> GOAL OF THE EXERCISE: Nothing before the line containing "Practice. Identify the sky" belongs in the answer; quote that line and all lines after it through the end of the material, word for word.

> RECORDS PROVIDED:

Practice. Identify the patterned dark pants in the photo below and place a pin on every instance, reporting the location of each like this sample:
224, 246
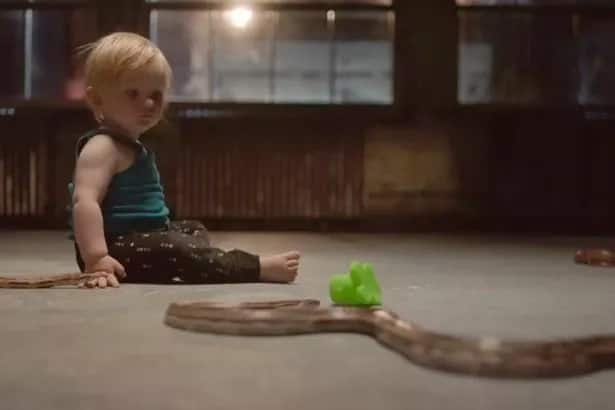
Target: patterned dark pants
183, 251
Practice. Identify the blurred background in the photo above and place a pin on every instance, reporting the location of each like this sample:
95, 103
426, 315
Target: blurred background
355, 115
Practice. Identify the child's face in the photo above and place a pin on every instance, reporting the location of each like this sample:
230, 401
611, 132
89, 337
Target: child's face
135, 103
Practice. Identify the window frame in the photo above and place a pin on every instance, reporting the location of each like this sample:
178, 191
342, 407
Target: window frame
573, 11
33, 103
213, 109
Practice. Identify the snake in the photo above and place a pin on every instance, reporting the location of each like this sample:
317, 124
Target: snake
480, 357
595, 257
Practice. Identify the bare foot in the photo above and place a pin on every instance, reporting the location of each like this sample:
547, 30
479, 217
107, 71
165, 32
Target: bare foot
280, 268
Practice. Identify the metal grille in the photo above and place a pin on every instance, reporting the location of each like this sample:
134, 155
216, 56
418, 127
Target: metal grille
23, 177
230, 178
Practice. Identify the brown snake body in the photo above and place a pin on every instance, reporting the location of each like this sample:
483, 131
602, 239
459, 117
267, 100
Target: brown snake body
486, 357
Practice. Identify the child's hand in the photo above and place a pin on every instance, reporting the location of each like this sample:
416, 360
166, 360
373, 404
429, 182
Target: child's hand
107, 264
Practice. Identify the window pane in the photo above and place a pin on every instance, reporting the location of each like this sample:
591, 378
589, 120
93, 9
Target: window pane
184, 37
12, 46
535, 2
363, 57
333, 2
302, 58
242, 56
516, 58
597, 61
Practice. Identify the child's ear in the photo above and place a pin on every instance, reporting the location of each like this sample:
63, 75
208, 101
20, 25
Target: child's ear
93, 98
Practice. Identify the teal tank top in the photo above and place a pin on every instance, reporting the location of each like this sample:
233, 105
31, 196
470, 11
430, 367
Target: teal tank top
135, 200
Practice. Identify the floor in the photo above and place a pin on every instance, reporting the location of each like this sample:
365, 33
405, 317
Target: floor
108, 349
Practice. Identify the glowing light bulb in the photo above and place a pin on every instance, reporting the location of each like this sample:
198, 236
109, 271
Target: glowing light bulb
239, 17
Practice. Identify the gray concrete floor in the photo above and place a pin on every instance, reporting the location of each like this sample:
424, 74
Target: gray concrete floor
108, 349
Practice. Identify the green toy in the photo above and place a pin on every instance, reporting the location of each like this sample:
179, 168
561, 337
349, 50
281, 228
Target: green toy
358, 287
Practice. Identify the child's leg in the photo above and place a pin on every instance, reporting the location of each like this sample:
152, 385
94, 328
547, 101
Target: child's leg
161, 256
190, 227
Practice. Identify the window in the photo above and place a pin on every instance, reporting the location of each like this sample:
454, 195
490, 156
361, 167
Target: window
39, 46
522, 56
304, 55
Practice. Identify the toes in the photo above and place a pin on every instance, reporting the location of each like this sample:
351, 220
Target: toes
292, 255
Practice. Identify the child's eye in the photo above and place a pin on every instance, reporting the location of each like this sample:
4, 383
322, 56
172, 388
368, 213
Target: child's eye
132, 94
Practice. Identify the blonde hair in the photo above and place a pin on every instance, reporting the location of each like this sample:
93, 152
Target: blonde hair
114, 54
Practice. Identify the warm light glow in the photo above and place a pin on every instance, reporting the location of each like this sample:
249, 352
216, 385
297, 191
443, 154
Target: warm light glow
239, 17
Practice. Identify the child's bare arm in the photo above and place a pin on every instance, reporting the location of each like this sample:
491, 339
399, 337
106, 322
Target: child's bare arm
94, 170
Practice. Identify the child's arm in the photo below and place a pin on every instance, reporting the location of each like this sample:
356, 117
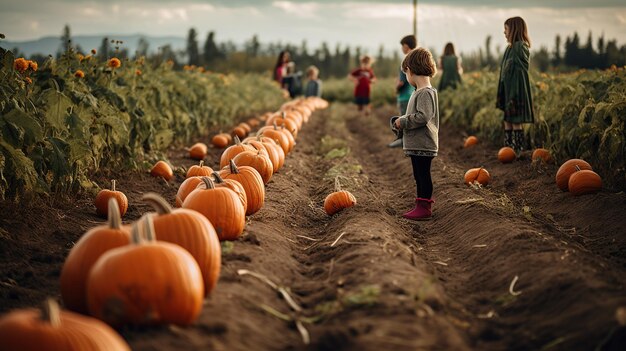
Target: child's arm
425, 111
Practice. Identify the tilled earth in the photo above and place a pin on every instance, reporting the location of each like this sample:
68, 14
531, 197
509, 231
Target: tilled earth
516, 265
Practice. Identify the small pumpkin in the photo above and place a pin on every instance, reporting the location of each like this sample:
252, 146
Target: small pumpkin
199, 170
193, 232
584, 182
146, 282
506, 155
479, 175
338, 200
50, 328
93, 244
251, 181
470, 141
198, 151
102, 201
567, 169
233, 151
258, 161
190, 184
221, 206
541, 154
220, 140
163, 170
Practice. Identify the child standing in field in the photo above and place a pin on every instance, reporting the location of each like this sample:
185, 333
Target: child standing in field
513, 86
314, 84
363, 77
420, 128
403, 88
450, 65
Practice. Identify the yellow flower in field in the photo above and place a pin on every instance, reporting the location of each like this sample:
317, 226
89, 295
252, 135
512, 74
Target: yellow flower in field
114, 63
20, 64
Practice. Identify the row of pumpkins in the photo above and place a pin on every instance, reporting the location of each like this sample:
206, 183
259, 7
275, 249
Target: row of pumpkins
575, 175
159, 269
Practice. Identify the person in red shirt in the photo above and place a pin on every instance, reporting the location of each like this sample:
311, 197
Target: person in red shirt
363, 77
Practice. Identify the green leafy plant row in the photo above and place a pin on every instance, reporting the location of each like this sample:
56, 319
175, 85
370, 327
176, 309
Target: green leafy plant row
69, 118
577, 115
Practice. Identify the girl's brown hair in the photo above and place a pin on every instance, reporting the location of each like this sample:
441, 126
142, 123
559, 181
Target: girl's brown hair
448, 50
517, 30
420, 61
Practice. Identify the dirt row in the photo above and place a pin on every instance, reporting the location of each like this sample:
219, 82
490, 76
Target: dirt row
366, 278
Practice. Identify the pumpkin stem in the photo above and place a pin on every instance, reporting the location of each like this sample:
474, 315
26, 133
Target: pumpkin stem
157, 202
114, 214
51, 312
208, 182
218, 178
233, 167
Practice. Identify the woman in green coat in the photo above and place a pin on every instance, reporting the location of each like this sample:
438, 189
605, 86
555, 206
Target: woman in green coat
514, 86
450, 65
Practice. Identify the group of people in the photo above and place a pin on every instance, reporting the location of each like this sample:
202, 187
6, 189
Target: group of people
291, 80
417, 125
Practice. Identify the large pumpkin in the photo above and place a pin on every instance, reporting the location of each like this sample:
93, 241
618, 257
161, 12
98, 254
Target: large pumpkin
251, 181
233, 151
193, 232
102, 200
199, 170
584, 182
93, 244
258, 161
146, 282
221, 206
567, 169
479, 175
506, 155
52, 329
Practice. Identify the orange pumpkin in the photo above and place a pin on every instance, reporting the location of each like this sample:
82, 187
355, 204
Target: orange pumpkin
198, 151
53, 329
102, 201
146, 282
233, 151
93, 244
506, 155
186, 188
199, 170
221, 206
479, 175
163, 170
337, 201
541, 154
252, 183
567, 169
220, 140
471, 141
584, 182
258, 161
193, 232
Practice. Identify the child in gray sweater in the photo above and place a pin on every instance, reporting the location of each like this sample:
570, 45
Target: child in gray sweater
420, 128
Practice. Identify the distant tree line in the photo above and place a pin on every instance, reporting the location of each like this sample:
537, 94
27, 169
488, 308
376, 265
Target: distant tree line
253, 56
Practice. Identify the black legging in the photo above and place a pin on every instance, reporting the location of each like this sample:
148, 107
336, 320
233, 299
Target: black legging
421, 172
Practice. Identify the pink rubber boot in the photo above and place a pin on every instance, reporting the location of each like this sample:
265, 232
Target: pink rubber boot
422, 210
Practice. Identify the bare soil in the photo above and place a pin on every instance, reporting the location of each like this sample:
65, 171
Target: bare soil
366, 278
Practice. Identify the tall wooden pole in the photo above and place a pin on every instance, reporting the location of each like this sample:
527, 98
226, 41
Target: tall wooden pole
415, 19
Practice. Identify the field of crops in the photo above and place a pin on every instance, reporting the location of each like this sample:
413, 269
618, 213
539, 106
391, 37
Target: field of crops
241, 220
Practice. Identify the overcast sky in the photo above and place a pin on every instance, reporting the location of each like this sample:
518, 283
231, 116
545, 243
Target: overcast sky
368, 24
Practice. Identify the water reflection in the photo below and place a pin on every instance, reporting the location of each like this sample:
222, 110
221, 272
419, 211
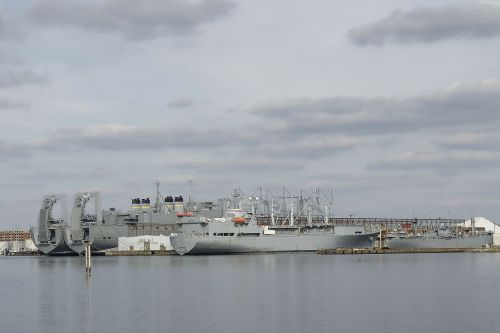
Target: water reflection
252, 293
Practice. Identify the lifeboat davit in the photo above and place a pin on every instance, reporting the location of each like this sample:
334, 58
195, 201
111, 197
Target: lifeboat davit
184, 214
239, 219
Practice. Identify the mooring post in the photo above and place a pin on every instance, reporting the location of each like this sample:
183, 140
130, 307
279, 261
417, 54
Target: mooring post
88, 263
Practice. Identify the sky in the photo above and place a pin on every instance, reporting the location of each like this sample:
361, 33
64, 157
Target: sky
395, 105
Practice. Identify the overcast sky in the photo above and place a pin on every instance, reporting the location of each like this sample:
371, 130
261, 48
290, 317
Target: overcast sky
395, 104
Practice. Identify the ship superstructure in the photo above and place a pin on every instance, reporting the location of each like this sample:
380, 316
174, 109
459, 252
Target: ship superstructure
90, 225
239, 232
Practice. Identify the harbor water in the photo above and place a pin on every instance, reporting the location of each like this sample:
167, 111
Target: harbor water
288, 292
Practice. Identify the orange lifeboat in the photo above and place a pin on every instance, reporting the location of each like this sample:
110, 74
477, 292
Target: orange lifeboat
239, 219
184, 214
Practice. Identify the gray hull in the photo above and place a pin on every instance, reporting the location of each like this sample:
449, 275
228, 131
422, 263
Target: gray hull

> SOLUTION TO THE PROBLEM:
Practice. Identify the sky in the photo above and place a pin on every instance, reporting the location of each like this sample:
361, 33
64, 157
Target: sky
395, 105
Practice. Identify the overcast sky in the photo above and place a pin on every instance, reporting the location of each like this sample:
371, 130
261, 48
290, 317
Target: overcast sky
395, 104
Practice. Identify the ship superstructure in the photo above and place a pin on every instance, reporting the location of each like this sample:
380, 316
174, 109
459, 252
Target: ship superstructure
90, 225
239, 232
Practice. Identify the harbor water in the photo above and place a pin on every instance, reporting the location of each like this sample:
167, 111
Target: harbor water
288, 292
Practice. Identify the orange lifeboat in the photo above and place a pin on every instance, reporting the location of each like this sample:
110, 74
477, 292
Target: orange lifeboat
239, 219
184, 214
Practice. Identify the gray hull in the photo above and place a pin on every instance, reporting the location of each like this sample:
449, 275
228, 131
422, 263
Target: gray hull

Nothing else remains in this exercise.